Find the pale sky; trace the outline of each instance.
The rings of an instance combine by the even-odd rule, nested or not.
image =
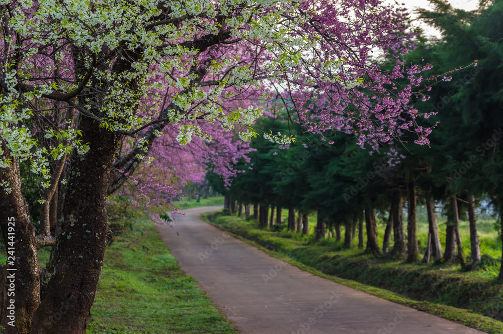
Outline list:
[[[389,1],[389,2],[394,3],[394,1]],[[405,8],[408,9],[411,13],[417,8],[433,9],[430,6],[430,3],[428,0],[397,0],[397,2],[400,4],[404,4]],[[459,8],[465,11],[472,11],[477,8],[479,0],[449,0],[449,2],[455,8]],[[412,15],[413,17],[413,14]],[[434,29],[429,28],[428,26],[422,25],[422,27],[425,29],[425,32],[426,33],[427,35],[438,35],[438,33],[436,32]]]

◆ WRITTEN EXERCISE ◆
Please repeat every line of the records above word for word, leaving the pictures out of your answer.

◆ CORRECT ANSWER ◆
Find the pale sky; trace the outline of each instance.
The rings of an instance combine by the even-odd rule, nested or not.
image =
Outline list:
[[[389,1],[389,2],[394,3],[394,1]],[[405,8],[408,9],[411,13],[417,8],[433,9],[430,6],[430,3],[428,0],[397,0],[397,2],[400,4],[404,4]],[[459,8],[465,11],[472,11],[477,8],[479,0],[449,0],[449,2],[455,8]],[[412,15],[413,17],[413,14]],[[434,29],[429,28],[428,26],[422,25],[422,27],[425,29],[425,32],[426,33],[427,35],[438,35],[438,33],[436,32]]]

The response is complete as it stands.